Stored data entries
__________________________________________________
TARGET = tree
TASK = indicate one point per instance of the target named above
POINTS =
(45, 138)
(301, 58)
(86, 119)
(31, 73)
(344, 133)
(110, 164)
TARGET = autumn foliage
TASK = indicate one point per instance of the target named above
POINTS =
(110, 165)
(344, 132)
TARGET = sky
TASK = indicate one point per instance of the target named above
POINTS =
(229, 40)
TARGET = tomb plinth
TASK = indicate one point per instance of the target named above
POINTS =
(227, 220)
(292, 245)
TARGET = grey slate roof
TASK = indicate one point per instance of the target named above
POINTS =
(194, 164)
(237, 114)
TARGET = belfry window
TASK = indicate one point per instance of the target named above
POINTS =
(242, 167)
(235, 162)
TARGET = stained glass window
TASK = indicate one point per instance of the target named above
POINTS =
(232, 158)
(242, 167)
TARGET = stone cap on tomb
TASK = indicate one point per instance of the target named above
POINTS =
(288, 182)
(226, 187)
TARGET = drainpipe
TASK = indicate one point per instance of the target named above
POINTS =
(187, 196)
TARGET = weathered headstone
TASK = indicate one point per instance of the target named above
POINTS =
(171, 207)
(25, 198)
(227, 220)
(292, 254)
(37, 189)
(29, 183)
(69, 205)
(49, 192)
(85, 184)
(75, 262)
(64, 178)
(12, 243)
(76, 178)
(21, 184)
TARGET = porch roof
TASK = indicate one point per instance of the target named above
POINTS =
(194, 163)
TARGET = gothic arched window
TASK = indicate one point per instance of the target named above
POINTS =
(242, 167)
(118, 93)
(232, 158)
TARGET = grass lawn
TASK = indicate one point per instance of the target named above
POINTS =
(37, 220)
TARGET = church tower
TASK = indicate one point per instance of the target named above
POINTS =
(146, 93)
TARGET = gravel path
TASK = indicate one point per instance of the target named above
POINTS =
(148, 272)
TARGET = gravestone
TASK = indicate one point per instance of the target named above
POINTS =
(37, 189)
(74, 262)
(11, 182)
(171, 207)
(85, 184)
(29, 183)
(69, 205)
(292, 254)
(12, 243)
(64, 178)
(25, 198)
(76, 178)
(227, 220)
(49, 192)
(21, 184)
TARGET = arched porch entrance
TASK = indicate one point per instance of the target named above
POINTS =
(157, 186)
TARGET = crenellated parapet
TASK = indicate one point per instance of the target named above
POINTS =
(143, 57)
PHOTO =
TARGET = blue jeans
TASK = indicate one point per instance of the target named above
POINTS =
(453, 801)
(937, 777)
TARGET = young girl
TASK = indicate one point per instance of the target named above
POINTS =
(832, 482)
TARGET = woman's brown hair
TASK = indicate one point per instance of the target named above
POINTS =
__________________________________________________
Find how many lines contain "tomb" in the data. Write that number and nothing else.

2